(Records shown begins)

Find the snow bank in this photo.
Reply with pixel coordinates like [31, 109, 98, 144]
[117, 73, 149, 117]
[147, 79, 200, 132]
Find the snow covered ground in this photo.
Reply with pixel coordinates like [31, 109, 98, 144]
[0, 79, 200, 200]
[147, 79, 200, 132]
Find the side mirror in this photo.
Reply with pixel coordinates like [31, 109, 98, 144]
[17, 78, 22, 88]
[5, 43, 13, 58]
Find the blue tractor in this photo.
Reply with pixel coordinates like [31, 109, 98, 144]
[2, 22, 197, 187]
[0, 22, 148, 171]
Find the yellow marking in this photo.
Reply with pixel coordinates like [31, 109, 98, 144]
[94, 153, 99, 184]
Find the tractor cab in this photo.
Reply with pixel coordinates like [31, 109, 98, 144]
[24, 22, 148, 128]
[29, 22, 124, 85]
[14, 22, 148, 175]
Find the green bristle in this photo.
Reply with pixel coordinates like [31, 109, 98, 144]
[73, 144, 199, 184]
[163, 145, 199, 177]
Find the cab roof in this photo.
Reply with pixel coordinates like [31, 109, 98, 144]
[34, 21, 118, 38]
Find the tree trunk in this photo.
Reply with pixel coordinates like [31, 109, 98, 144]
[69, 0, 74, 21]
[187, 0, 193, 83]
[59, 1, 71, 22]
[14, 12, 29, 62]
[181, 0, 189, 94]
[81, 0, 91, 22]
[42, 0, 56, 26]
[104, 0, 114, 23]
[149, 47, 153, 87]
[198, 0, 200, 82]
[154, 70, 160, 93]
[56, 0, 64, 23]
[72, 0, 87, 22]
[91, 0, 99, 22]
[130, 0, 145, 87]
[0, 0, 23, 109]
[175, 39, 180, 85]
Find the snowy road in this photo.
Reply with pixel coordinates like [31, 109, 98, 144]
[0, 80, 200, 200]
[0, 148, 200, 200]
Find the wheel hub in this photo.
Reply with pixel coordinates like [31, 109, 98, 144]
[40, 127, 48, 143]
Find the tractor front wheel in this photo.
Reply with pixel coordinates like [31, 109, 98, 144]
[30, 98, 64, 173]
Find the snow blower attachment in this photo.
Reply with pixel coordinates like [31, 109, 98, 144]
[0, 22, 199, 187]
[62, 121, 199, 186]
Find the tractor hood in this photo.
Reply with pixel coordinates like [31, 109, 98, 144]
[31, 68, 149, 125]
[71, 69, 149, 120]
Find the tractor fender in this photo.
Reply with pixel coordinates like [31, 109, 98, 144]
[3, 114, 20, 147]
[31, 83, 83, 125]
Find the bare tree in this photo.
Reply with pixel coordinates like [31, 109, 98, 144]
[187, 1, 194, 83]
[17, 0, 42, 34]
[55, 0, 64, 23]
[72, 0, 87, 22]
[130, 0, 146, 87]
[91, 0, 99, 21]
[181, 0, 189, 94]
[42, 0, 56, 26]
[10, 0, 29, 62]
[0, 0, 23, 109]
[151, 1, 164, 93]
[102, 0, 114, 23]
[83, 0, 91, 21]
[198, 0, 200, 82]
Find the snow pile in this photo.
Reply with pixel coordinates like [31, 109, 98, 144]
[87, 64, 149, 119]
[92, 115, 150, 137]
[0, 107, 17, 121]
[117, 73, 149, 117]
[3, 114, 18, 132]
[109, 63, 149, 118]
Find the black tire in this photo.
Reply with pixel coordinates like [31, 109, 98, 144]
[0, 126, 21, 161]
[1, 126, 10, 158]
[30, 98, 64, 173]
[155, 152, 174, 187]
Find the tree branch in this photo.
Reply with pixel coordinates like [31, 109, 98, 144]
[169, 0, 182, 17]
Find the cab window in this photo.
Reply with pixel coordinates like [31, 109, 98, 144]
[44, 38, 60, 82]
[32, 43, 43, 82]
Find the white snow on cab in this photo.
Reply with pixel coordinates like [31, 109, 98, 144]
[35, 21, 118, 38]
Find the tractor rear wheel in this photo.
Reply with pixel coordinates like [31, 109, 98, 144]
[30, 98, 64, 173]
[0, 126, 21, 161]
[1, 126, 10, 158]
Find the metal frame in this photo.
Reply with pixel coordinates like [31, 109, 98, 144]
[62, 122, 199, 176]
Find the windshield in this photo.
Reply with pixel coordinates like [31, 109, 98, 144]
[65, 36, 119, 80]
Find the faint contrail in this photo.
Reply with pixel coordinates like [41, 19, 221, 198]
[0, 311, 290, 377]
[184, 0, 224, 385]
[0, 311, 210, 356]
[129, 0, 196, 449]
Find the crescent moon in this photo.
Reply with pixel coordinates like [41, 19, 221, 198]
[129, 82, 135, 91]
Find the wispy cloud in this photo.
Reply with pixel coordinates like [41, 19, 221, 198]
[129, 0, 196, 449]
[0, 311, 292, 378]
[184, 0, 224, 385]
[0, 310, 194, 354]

(Records shown ends)

» **Problem statement**
The answer must be a verbatim transcription of all the entries.

» **Output below**
Find the snow bank in this photo.
Reply with pixel coordinates like [31, 109, 98, 144]
[117, 73, 149, 117]
[147, 79, 200, 132]
Find the snow covered ground in this photo.
Reply with pixel coordinates like [31, 109, 98, 144]
[0, 79, 200, 200]
[147, 79, 200, 132]
Find the side mirror in this photo.
Reply with pixel coordinates like [31, 109, 98, 144]
[17, 78, 22, 88]
[5, 43, 13, 58]
Find the blue tractor in this photo.
Reply with pixel coordinates like [31, 109, 98, 144]
[2, 22, 197, 187]
[0, 22, 148, 171]
Find the yellow marking in this photo.
Reply with pixel coordinates like [31, 109, 98, 144]
[94, 153, 99, 184]
Find the tractor cab in this photo.
Reply with pixel coordinates like [31, 109, 98, 144]
[24, 22, 148, 128]
[29, 22, 124, 85]
[14, 22, 148, 175]
Find the green bristle in this photo.
Reply with pixel coordinates like [31, 109, 98, 144]
[73, 144, 199, 184]
[163, 145, 199, 177]
Find the cab roof in this photo.
Reply with pixel coordinates like [31, 109, 98, 144]
[34, 21, 118, 38]
Find the tree trunk in this photo.
Reply with pixel coordinates like [31, 109, 98, 144]
[69, 0, 74, 21]
[187, 0, 193, 83]
[59, 1, 71, 22]
[14, 12, 29, 62]
[181, 0, 189, 94]
[81, 0, 91, 22]
[42, 0, 56, 26]
[104, 0, 114, 23]
[149, 47, 153, 87]
[198, 0, 200, 82]
[154, 70, 160, 93]
[56, 0, 64, 23]
[72, 0, 87, 22]
[91, 0, 99, 22]
[130, 0, 145, 87]
[0, 0, 23, 109]
[175, 39, 180, 85]
Find the snowy road in this photo.
Reply with pixel coordinates like [31, 109, 98, 144]
[0, 80, 200, 200]
[0, 148, 200, 200]
Find the wheel hub in this photo.
Reply with pixel coordinates like [31, 109, 98, 144]
[40, 127, 48, 143]
Find the tractor front wheel in this photo.
Reply with pixel coordinates like [31, 109, 98, 144]
[30, 98, 64, 173]
Find the snow blower attachment in this photo.
Reply with pixel coordinates like [31, 109, 98, 144]
[0, 22, 199, 187]
[62, 121, 199, 186]
Find the tractor hood in this photo.
Reply with pixel coordinates like [31, 109, 98, 144]
[31, 68, 149, 125]
[71, 69, 149, 120]
Find the tractor fender in this photo.
Reply with pixel coordinates like [31, 109, 98, 144]
[3, 114, 20, 147]
[31, 83, 83, 125]
Find the bare tree in this photo.
Reply with pixel coordinates like [31, 109, 98, 144]
[187, 1, 194, 83]
[17, 0, 42, 34]
[55, 0, 64, 23]
[72, 0, 87, 22]
[130, 0, 146, 87]
[91, 0, 99, 21]
[181, 0, 189, 94]
[42, 0, 56, 26]
[10, 0, 29, 62]
[0, 0, 23, 109]
[151, 1, 164, 93]
[102, 0, 114, 23]
[83, 0, 91, 21]
[198, 0, 200, 82]
Find the snow pile in this photo.
Reply with pixel coordinates like [31, 109, 98, 144]
[87, 64, 149, 119]
[92, 115, 150, 137]
[0, 107, 17, 121]
[117, 73, 149, 117]
[3, 114, 18, 132]
[109, 63, 149, 118]
Find the black tire in this photo.
Reply with pixel coordinates like [31, 109, 98, 144]
[0, 126, 21, 161]
[1, 126, 10, 158]
[30, 98, 64, 173]
[155, 152, 174, 187]
Find the tree branch in this photo.
Reply with pixel coordinates like [31, 109, 98, 144]
[169, 0, 182, 17]
Find the cab window in this photo.
Reply with pixel coordinates like [31, 109, 98, 144]
[44, 38, 60, 82]
[32, 43, 43, 82]
Find the white snow on cab in this photo.
Reply with pixel coordinates like [31, 109, 98, 144]
[35, 21, 118, 38]
Find the tractor rear wheel in this photo.
Reply with pixel coordinates like [31, 109, 98, 144]
[30, 98, 64, 173]
[0, 126, 21, 161]
[1, 126, 10, 158]
Find the metal frame in this photo.
Reply with pixel coordinates like [31, 109, 98, 144]
[62, 122, 199, 176]
Find the windshield in this photo.
Reply with pixel coordinates like [31, 109, 98, 144]
[65, 36, 119, 80]
Find the faint contrail in this photo.
Reply with pixel coordinates like [41, 19, 221, 198]
[0, 311, 290, 377]
[184, 0, 224, 385]
[0, 311, 210, 356]
[129, 0, 196, 449]
Find the crescent moon in this photo.
Reply with pixel coordinates like [41, 19, 221, 198]
[129, 82, 135, 91]
Find the wispy cloud in this photo.
Reply with pixel coordinates like [41, 19, 221, 198]
[129, 0, 196, 449]
[0, 311, 292, 378]
[184, 0, 224, 385]
[0, 310, 194, 354]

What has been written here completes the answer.